What this task involves |
Copy only this range: the line with "In the picture above, where can the shoreline" through the final line of the material, inclusive at both ends.

- - -

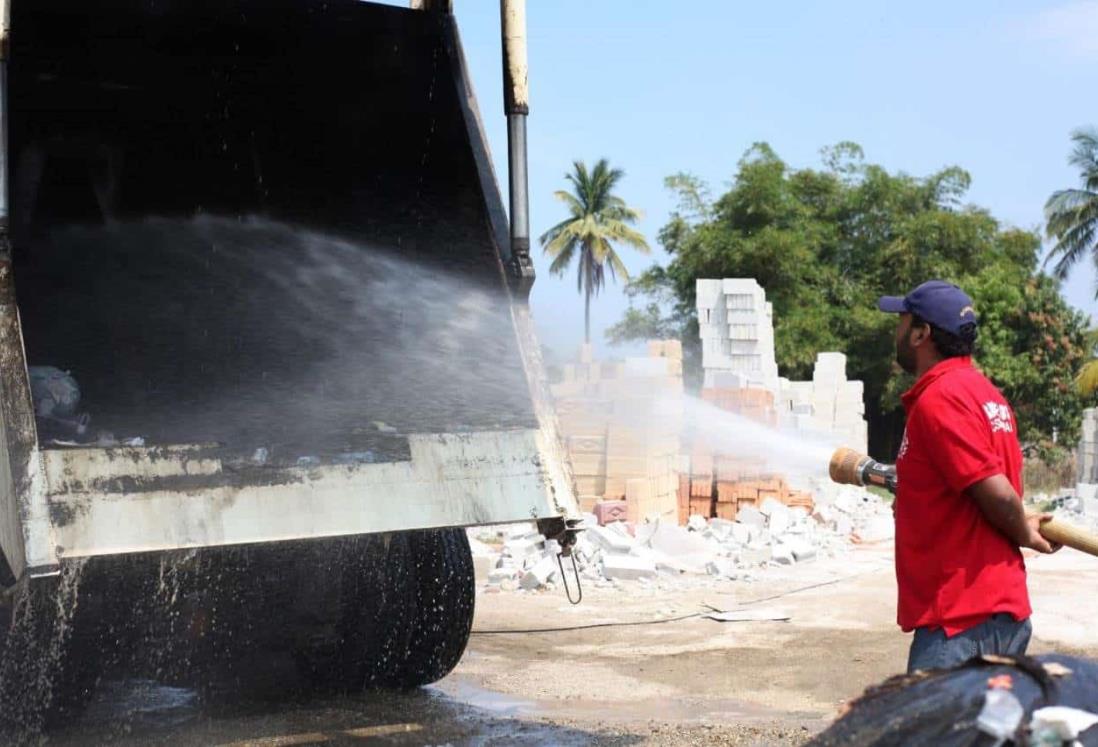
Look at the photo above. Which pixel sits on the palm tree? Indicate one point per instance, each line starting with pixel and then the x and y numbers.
pixel 1073 213
pixel 597 220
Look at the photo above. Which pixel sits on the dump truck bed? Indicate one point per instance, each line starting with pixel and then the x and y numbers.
pixel 266 241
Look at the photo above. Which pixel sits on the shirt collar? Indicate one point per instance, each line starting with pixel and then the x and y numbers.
pixel 937 371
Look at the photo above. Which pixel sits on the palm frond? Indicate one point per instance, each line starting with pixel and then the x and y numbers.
pixel 563 258
pixel 1087 378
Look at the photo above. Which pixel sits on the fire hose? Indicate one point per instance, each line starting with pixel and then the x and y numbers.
pixel 849 467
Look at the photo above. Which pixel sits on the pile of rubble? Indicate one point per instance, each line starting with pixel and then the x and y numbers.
pixel 774 534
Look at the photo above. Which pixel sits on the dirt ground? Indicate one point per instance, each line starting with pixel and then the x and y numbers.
pixel 701 681
pixel 629 681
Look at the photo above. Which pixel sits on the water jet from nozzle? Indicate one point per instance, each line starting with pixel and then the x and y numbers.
pixel 851 468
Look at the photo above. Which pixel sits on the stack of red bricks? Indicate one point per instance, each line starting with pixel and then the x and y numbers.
pixel 620 449
pixel 720 485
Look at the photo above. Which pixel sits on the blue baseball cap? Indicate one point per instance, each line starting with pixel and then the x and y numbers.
pixel 941 303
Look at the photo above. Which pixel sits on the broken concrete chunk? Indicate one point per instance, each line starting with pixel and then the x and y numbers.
pixel 754 556
pixel 606 538
pixel 539 573
pixel 696 523
pixel 627 567
pixel 782 554
pixel 721 567
pixel 800 548
pixel 742 533
pixel 607 512
pixel 751 516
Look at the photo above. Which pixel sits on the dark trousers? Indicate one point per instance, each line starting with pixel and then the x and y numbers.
pixel 999 634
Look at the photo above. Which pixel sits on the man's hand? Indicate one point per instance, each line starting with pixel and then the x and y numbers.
pixel 1003 508
pixel 1035 542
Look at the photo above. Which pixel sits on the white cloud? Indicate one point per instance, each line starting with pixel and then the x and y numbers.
pixel 1071 28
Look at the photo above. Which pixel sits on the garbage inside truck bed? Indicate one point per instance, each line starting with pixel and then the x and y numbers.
pixel 307 286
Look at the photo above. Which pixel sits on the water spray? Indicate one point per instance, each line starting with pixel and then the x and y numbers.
pixel 849 467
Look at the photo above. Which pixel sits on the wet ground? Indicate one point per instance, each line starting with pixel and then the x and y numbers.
pixel 139 712
pixel 688 682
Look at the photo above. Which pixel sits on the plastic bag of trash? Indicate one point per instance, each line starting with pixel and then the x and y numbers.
pixel 55 392
pixel 942 708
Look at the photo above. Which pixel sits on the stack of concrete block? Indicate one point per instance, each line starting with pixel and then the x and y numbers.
pixel 1087 455
pixel 737 330
pixel 622 424
pixel 838 404
pixel 829 404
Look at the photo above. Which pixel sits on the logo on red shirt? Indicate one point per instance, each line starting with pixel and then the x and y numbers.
pixel 998 415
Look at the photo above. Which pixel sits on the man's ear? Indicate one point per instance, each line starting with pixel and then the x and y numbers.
pixel 918 334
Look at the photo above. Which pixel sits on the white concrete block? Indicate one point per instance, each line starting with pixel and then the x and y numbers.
pixel 627 567
pixel 608 539
pixel 538 575
pixel 782 554
pixel 721 568
pixel 742 533
pixel 751 516
pixel 802 548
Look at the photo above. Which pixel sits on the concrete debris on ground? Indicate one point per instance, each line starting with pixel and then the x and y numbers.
pixel 516 557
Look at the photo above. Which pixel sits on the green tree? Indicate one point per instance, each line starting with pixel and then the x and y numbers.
pixel 1072 214
pixel 826 243
pixel 597 220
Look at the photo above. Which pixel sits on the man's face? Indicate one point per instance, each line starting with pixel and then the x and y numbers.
pixel 905 349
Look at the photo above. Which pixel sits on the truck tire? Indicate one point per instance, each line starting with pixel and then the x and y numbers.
pixel 445 594
pixel 405 611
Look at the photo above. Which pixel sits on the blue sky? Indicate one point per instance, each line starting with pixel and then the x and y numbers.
pixel 659 87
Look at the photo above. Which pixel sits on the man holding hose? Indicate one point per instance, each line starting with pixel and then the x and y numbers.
pixel 960 521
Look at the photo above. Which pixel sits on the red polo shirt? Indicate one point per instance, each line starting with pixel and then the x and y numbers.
pixel 953 568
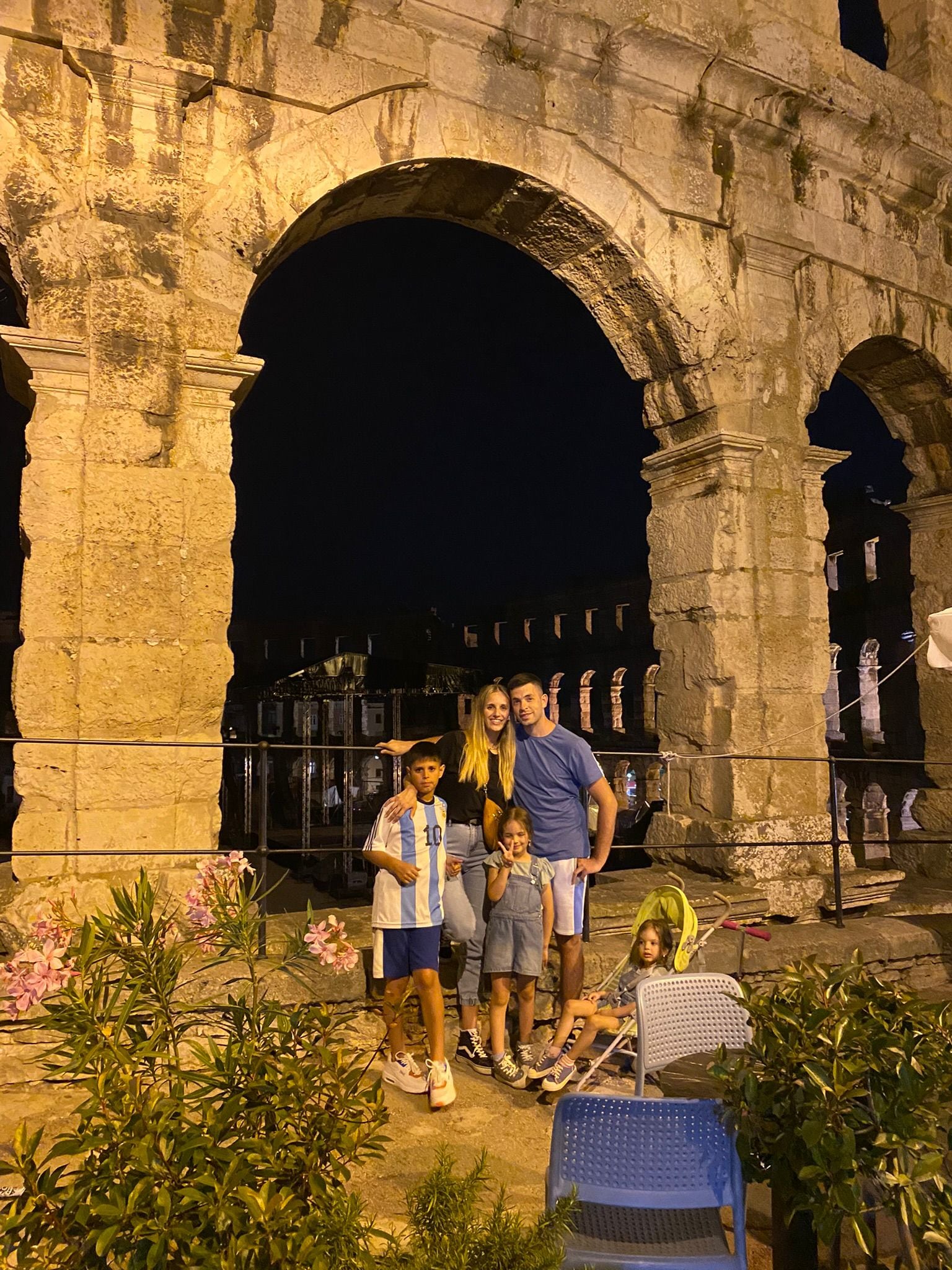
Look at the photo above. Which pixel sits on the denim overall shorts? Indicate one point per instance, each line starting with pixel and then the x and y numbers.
pixel 514 929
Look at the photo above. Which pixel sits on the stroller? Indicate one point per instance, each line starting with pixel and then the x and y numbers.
pixel 668 905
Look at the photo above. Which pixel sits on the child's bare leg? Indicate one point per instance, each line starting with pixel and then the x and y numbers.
pixel 526 987
pixel 432 1003
pixel 571 1011
pixel 394 991
pixel 597 1023
pixel 498 1006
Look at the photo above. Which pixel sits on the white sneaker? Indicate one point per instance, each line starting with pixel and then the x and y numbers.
pixel 441 1085
pixel 405 1073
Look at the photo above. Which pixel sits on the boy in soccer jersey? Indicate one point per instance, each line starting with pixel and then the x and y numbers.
pixel 408 913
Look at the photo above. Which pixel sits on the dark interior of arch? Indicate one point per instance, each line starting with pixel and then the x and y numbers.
pixel 862 31
pixel 860 494
pixel 439 422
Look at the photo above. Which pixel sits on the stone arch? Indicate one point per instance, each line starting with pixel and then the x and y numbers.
pixel 553 685
pixel 586 700
pixel 897 349
pixel 409 153
pixel 616 699
pixel 649 701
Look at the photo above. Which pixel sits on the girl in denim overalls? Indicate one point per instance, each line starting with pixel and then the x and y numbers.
pixel 517 940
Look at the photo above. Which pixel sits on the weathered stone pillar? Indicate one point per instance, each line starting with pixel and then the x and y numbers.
pixel 52 376
pixel 128 512
pixel 930 556
pixel 739 601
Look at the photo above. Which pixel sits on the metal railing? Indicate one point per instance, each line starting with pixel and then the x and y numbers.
pixel 273 808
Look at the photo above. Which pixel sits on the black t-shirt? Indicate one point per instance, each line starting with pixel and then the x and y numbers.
pixel 465 801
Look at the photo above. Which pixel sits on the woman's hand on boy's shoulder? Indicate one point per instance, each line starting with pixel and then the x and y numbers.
pixel 400 804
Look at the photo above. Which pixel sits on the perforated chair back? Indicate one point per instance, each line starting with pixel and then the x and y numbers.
pixel 641 1152
pixel 683 1015
pixel 650 1176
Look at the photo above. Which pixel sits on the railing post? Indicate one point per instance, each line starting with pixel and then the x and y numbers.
pixel 835 841
pixel 263 845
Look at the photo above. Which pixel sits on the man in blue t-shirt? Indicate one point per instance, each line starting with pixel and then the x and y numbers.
pixel 552 768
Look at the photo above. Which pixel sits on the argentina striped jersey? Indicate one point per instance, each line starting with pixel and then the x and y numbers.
pixel 416 838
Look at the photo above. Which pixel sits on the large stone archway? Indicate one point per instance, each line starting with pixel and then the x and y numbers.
pixel 712 206
pixel 897 350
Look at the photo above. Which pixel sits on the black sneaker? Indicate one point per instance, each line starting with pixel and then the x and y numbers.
pixel 522 1053
pixel 470 1048
pixel 507 1071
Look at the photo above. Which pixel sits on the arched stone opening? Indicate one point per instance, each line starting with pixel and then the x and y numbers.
pixel 573 243
pixel 710 686
pixel 616 703
pixel 586 713
pixel 902 559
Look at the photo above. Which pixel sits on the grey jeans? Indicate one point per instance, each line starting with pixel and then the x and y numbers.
pixel 465 905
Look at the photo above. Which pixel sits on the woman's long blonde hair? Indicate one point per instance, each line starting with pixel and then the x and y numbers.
pixel 474 765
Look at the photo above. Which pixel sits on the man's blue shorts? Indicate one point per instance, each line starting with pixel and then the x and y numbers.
pixel 398 953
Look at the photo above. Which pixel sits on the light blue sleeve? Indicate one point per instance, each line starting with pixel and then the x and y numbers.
pixel 583 765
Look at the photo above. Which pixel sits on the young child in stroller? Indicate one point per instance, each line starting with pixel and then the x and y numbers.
pixel 603 1011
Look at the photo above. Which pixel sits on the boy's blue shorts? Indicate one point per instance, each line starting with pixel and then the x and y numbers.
pixel 398 953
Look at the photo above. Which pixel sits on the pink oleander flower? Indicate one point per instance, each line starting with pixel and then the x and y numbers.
pixel 32 974
pixel 216 887
pixel 328 941
pixel 346 959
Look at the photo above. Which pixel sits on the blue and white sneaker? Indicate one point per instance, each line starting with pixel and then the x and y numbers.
pixel 560 1075
pixel 545 1065
pixel 405 1073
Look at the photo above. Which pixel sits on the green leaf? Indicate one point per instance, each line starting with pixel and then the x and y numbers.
pixel 818 1075
pixel 106 1240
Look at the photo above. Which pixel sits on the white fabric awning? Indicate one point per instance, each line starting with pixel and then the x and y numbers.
pixel 940 652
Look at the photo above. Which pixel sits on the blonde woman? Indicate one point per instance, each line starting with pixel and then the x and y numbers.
pixel 479 763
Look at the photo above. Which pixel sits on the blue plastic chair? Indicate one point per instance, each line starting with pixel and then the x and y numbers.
pixel 650 1178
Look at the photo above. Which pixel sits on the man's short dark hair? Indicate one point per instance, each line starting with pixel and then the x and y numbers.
pixel 421 750
pixel 523 680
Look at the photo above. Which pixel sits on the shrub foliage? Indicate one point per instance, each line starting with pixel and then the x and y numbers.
pixel 843 1104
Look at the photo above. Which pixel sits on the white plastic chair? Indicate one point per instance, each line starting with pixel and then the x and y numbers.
pixel 683 1015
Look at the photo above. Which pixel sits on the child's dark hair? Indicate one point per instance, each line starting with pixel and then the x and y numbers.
pixel 421 750
pixel 662 930
pixel 521 815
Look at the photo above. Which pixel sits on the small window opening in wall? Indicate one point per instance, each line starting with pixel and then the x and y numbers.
pixel 870 554
pixel 862 31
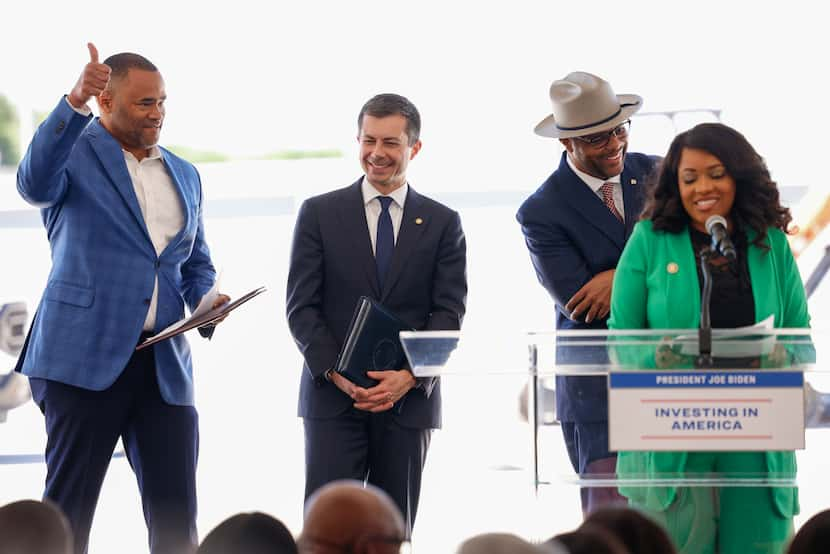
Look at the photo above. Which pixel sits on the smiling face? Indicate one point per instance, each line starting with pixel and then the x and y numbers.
pixel 706 189
pixel 385 151
pixel 601 162
pixel 132 110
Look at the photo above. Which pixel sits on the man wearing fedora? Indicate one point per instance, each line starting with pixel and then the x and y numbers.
pixel 575 227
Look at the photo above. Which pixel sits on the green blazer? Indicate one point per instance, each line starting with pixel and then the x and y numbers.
pixel 651 292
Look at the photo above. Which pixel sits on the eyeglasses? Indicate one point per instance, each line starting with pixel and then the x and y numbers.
pixel 599 140
pixel 314 545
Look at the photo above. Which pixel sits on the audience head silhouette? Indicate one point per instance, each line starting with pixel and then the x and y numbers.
pixel 813 537
pixel 636 531
pixel 590 539
pixel 505 543
pixel 249 533
pixel 346 516
pixel 32 526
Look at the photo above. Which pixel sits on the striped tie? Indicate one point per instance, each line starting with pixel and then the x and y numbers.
pixel 607 190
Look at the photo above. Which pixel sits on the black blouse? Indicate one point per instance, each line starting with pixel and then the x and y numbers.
pixel 732 304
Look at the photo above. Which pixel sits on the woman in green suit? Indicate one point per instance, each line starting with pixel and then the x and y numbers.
pixel 711 169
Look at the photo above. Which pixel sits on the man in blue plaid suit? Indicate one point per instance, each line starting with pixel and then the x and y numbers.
pixel 124 222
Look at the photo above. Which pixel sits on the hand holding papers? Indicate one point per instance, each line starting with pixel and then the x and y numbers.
pixel 203 315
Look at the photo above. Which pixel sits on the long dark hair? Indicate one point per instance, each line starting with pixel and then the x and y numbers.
pixel 757 204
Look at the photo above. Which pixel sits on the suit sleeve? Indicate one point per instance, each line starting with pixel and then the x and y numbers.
pixel 304 295
pixel 559 267
pixel 449 288
pixel 198 273
pixel 41 177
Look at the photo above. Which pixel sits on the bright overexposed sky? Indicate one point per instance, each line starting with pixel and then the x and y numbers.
pixel 247 77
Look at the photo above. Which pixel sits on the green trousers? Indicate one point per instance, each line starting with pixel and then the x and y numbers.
pixel 725 520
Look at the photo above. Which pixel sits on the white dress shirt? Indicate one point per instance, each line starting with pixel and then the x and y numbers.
pixel 159 202
pixel 595 184
pixel 372 206
pixel 161 207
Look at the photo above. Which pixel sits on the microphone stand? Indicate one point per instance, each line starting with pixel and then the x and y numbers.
pixel 704 335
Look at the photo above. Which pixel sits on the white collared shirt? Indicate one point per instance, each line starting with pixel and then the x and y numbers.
pixel 595 184
pixel 159 202
pixel 161 207
pixel 372 207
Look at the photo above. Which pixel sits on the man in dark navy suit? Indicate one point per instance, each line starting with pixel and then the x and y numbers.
pixel 377 238
pixel 575 227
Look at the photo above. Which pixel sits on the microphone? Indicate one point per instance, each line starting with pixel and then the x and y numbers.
pixel 716 226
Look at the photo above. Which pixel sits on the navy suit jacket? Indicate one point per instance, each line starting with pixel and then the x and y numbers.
pixel 104 264
pixel 572 236
pixel 332 266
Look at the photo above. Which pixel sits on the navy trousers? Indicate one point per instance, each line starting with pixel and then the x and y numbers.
pixel 161 442
pixel 371 448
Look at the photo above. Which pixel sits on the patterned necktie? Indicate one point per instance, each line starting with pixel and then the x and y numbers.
pixel 607 190
pixel 385 242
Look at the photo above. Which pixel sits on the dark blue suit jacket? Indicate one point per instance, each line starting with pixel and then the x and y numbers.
pixel 332 266
pixel 572 236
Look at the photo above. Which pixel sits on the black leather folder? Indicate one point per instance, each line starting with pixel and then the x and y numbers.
pixel 372 343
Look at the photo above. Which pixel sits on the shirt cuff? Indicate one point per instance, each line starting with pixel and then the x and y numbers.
pixel 83 110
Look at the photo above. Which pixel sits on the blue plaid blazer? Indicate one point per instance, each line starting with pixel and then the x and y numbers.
pixel 104 264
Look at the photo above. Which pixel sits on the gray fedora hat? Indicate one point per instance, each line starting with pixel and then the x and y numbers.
pixel 584 104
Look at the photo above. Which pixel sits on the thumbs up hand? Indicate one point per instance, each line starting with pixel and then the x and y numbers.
pixel 92 82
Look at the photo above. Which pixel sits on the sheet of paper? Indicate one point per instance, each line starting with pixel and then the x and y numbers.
pixel 205 304
pixel 735 343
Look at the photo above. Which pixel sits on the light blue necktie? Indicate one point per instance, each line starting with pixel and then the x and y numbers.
pixel 385 242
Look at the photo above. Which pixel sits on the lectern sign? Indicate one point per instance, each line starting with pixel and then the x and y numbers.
pixel 706 410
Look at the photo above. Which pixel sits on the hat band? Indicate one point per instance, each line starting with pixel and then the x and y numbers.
pixel 618 112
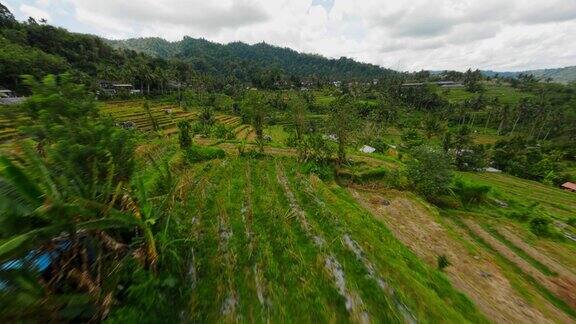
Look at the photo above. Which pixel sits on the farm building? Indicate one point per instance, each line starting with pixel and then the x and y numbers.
pixel 5 93
pixel 569 186
pixel 367 149
pixel 443 84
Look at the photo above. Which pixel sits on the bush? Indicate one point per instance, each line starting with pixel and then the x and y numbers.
pixel 470 193
pixel 222 131
pixel 322 170
pixel 540 226
pixel 200 153
pixel 429 171
pixel 442 262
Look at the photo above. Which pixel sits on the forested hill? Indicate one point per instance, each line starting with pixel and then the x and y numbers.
pixel 239 59
pixel 561 75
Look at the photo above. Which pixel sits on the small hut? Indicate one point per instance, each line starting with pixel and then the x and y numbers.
pixel 569 186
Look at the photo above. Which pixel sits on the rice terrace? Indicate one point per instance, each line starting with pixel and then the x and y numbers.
pixel 206 181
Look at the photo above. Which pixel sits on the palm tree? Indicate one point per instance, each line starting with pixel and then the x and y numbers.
pixel 72 220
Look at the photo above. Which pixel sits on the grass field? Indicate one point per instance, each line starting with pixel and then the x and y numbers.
pixel 273 244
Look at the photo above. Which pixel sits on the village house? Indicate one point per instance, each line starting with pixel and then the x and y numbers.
pixel 569 186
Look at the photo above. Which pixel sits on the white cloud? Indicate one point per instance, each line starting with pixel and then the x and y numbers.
pixel 407 35
pixel 34 12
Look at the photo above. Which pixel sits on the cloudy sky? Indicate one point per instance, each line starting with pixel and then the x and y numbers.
pixel 503 35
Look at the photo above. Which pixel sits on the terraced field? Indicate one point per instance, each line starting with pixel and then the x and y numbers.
pixel 272 244
pixel 165 115
pixel 558 203
pixel 241 131
pixel 508 279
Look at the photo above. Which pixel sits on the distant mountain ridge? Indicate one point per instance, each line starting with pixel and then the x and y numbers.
pixel 561 75
pixel 239 58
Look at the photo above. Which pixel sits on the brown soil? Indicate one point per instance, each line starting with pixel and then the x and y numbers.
pixel 476 275
pixel 561 285
pixel 538 255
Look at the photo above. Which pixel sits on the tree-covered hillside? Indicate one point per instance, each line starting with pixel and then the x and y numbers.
pixel 239 58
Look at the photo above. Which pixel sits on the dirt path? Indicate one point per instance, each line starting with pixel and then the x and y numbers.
pixel 247 218
pixel 476 275
pixel 560 286
pixel 540 256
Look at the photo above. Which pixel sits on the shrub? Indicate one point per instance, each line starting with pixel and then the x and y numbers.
pixel 222 131
pixel 322 170
pixel 429 171
pixel 184 135
pixel 442 262
pixel 540 226
pixel 200 153
pixel 470 193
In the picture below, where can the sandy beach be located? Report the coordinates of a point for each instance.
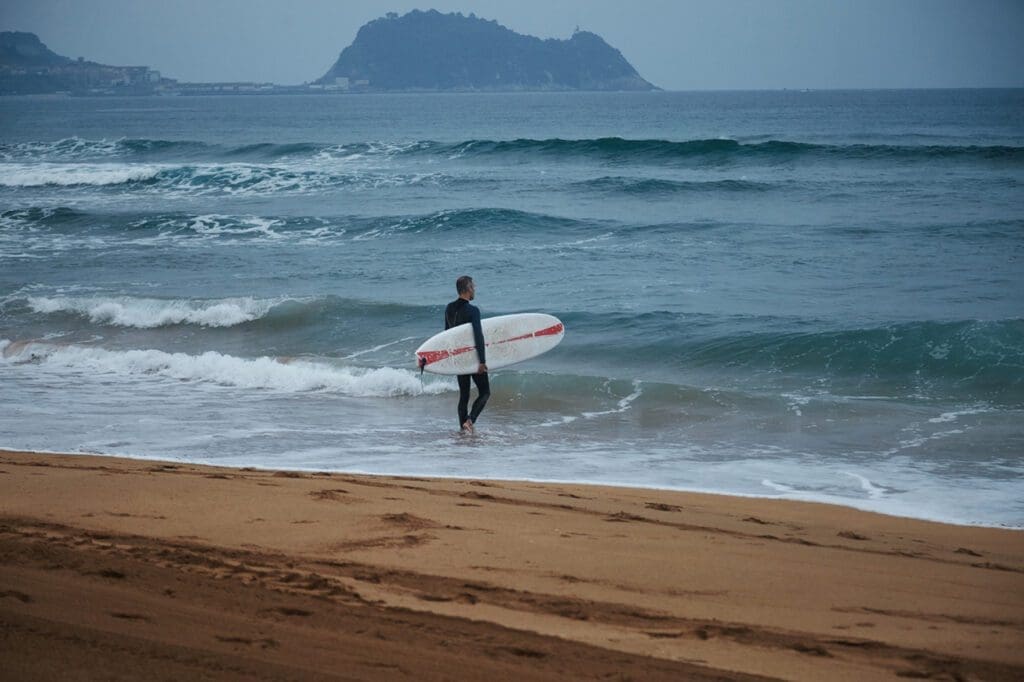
(116, 568)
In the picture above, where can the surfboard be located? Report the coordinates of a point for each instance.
(508, 339)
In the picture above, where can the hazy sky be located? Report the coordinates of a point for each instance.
(676, 44)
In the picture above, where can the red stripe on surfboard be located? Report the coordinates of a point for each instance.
(432, 356)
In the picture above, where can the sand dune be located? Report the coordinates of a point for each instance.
(121, 568)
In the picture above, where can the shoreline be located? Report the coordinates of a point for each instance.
(124, 565)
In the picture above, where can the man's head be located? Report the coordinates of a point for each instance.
(465, 287)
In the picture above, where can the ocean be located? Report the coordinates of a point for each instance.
(800, 295)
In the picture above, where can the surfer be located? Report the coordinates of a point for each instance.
(458, 312)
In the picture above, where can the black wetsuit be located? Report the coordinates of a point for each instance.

- - -

Reply |
In the picture above, where can the shoreline be located? Report the coordinates of a point for each instance.
(124, 565)
In the picture above, where can the man's head be located? Report the coordinates of a point for each instance.
(465, 287)
In the picture above, where can the ocean be located? Report the coordinates of a point for each instance.
(800, 295)
In the picture above, where can the surfer be located? Report the coordinates of a point for each instance.
(458, 312)
In the picture above, where can the black wetsuit be located? Report the coordinates of a point for each instance.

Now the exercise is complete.